Point-per-instance localization data
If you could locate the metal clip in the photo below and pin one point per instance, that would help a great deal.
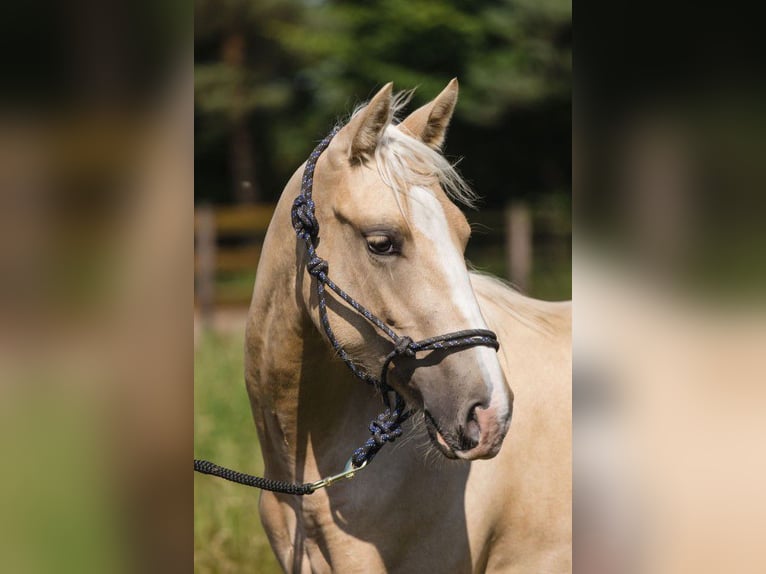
(348, 472)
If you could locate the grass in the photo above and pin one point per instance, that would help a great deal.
(228, 536)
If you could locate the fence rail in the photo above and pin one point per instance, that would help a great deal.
(228, 241)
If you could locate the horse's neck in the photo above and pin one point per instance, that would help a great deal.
(308, 409)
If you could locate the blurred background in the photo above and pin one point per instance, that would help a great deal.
(271, 79)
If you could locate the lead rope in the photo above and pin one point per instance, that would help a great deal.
(387, 426)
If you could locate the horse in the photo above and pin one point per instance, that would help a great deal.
(465, 489)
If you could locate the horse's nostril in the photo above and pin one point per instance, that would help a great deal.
(471, 434)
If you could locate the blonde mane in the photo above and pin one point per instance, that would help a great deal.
(404, 162)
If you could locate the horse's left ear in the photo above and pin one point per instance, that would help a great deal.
(429, 123)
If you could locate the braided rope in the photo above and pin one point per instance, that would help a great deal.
(207, 467)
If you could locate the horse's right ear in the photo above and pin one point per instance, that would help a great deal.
(363, 132)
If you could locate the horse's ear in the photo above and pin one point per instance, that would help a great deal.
(365, 128)
(429, 123)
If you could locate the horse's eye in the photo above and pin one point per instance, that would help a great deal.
(381, 245)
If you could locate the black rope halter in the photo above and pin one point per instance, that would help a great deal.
(387, 426)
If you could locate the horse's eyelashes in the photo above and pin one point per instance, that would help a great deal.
(381, 245)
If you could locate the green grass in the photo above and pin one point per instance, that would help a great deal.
(228, 536)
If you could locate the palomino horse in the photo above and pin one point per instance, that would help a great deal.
(395, 241)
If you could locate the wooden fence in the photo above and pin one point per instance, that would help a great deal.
(228, 242)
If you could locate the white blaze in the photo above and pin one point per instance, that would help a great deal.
(428, 217)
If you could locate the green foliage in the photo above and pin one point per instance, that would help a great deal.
(228, 536)
(305, 63)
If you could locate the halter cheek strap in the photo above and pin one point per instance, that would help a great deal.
(387, 426)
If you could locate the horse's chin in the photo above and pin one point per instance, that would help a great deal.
(436, 437)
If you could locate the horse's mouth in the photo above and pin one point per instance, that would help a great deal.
(436, 436)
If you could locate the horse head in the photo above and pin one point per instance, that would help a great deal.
(395, 241)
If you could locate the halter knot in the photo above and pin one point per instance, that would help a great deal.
(316, 266)
(303, 218)
(404, 347)
(386, 428)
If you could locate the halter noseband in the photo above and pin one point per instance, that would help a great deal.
(387, 426)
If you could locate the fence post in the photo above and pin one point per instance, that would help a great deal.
(206, 248)
(518, 244)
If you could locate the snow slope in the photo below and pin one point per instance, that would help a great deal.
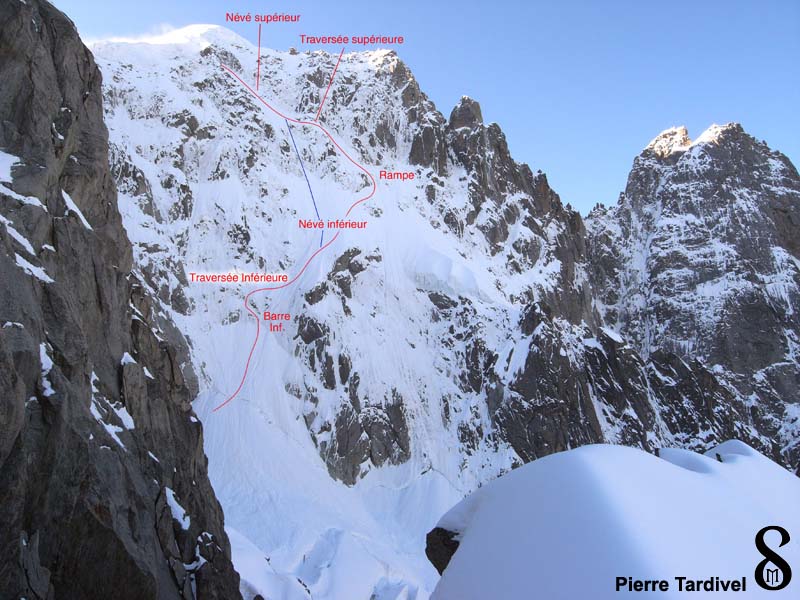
(450, 340)
(565, 526)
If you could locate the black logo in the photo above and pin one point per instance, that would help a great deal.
(779, 577)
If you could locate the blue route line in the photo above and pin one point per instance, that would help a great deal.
(310, 191)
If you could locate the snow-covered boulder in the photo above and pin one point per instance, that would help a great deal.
(568, 525)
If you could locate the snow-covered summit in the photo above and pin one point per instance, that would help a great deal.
(676, 139)
(566, 526)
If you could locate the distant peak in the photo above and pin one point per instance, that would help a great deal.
(467, 113)
(676, 139)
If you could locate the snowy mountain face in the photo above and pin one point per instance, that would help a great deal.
(104, 485)
(457, 335)
(682, 514)
(700, 259)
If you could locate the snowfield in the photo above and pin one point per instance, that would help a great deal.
(417, 313)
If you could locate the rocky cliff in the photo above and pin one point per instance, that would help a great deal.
(103, 479)
(699, 259)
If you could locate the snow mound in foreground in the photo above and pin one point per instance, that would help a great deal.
(567, 525)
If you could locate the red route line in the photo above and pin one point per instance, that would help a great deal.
(258, 68)
(330, 83)
(318, 251)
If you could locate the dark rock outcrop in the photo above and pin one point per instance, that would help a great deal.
(103, 479)
(699, 261)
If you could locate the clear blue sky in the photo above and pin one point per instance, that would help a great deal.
(579, 87)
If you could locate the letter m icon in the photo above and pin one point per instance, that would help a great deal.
(773, 576)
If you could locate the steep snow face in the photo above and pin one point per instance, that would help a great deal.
(700, 258)
(393, 327)
(448, 340)
(548, 526)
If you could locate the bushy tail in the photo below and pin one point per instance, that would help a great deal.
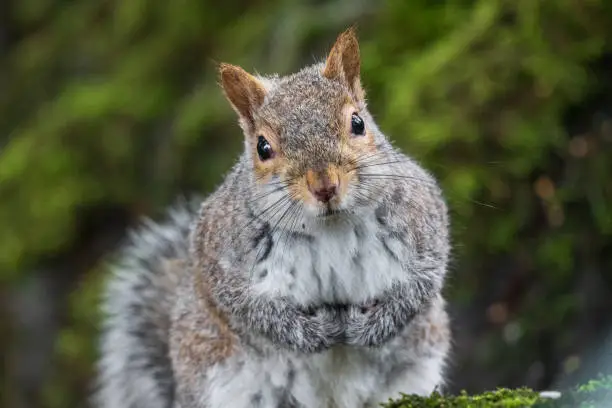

**TASK OBJECTIVE**
Give an exact copy of the entries, excluding all pictures.

**TASK RESULT**
If you could locate the metal clip in the photo below and pin one point per instance, that would help a great deal.
(348, 472)
If you could locate the grass in the photo above and pin one point per instance, that would help a great deal.
(228, 536)
If you could locate the fence rail in the photo above and pin one point per instance, that would help a great deal.
(228, 241)
If you could locate the horse's neck in the photo above and pin one point per instance, that would help a great deal.
(308, 409)
If you could locate the blurred background in the photo above and pin one point per instance, that would help a great deal.
(271, 79)
If you could locate the lead rope in the photo above and pin one point per instance, that would help a great deal.
(387, 426)
If you could locate the horse in the photo above and pin one point per instance, that would help a great deal.
(465, 489)
If you could locate the horse's nostril in the photo above and pin one point per instance, that would help a great deal.
(471, 434)
If you could locate the blonde mane in the photo above and pin one point per instance, that would help a great deal.
(404, 162)
If you could locate the horse's left ear in the photo above and pin one point per instance, that would help a great deal.
(429, 123)
If you could locate the braided rope in the photo above and pin one point per instance, that would help a great deal.
(207, 467)
If you could locate the horse's right ear in the photo above and pin one point per instance, that would help a great deal.
(363, 132)
If you could locate the horse's ear in the photo above and pin one point per instance, that would help a great deal.
(365, 128)
(429, 123)
If you could locate the horse's eye in the photo above and pin one point per instance, that would help a great deal.
(381, 245)
If you could locate the black rope halter in the photo above and pin one point per instance, that would help a great deal.
(387, 426)
If you could locate the horse's eyelashes in the photo above and pin one point per instance, that would help a great deal.
(381, 245)
If you could locate the green grass in the photo above and pin one point per instance, that would help a great deal.
(228, 536)
If you could locate the palomino horse in the photo above and pin one point per instance, that would help a great deal.
(395, 241)
If you could locate the wooden fence in the photo above and pin one point per instance, that would help a great deal.
(228, 242)
If you could locate the white blaze in the photo above and pin one point per instance, that would help a great deal.
(428, 217)
If you could locate the green foliage in the photo above and pin one point per instance, that would help a great deal.
(228, 536)
(305, 63)
If you could locate the halter cheek strap in the photo above and pin one point per instance, that would help a great deal.
(387, 426)
If you could locate the horse's chin in the photo above and pin one point per instance, that would help a great deal.
(436, 437)
If you could locate the horse's mouth in the photo above and pin one point per instance, that would help a great deal.
(436, 436)
If you could locate the horse head in the photo above and pin one point per instance, that would help a great deal.
(395, 241)
If you could locate the halter knot in the photo above and pin one point per instance, that would help a great deal.
(316, 266)
(303, 218)
(404, 347)
(386, 428)
If you could locate the halter noseband in the photo above and pin one point per instance, that would help a great deal.
(387, 426)
If you could locate the fence post in the photo above and pin one point per instance, that would help a great deal.
(206, 248)
(518, 244)
If you could locate the snow slope in the photo below and pin one point per instance, that would help a great deal.
(450, 340)
(565, 526)
If you could locate the black logo in the photo above and pin one point per instance, that would help a great deal.
(779, 577)
If you could locate the blue route line in the photo above and pin one point per instance, that would help a great deal.
(310, 191)
If you could locate the snow-covered boulder in the photo above and pin one point per instance, that would help a great deal.
(568, 525)
If you could locate the snow-covered summit in the photo above and pin one point per instance, that would help a great deal.
(676, 139)
(566, 526)
If you could locate the distant peak in the photo above and pin one point per instance, that would help a great deal.
(467, 113)
(676, 139)
If you could locate the snowy mountain face in the photo above and pin one point per instance, that would help a great deal.
(104, 485)
(457, 335)
(682, 514)
(700, 259)
If you could locate the snowfield in the photo above and pin one point per instance, that would help a great deal.
(417, 313)
If you could locate the rocky cliff in the photo above and pin one point per instance, that would help a great deal.
(103, 479)
(699, 259)
If you could locate the snow mound in foreground in the photo above and pin one point per instance, that would help a great deal.
(567, 525)
If you could locate the red route line in the photo above and pin one point per instance, that would help a great deal.
(258, 68)
(330, 83)
(318, 251)
If you could locate the dark rock outcrop in the photo above and pin one point per instance, that would help a great deal.
(103, 479)
(699, 261)
If you could locate the clear blue sky in the photo above and pin one point per instance, that would help a great deal.
(579, 87)
If you could locate the letter m icon in the photo above and pin one point per instance, that would help a great deal.
(773, 576)
If you could locate the steep snow face in the photo above and pin one point per instance, that would help a great deal.
(700, 258)
(393, 327)
(448, 340)
(548, 526)
If you could locate the bushy tail in the photo below and pin one point per instance, that would help a great deal.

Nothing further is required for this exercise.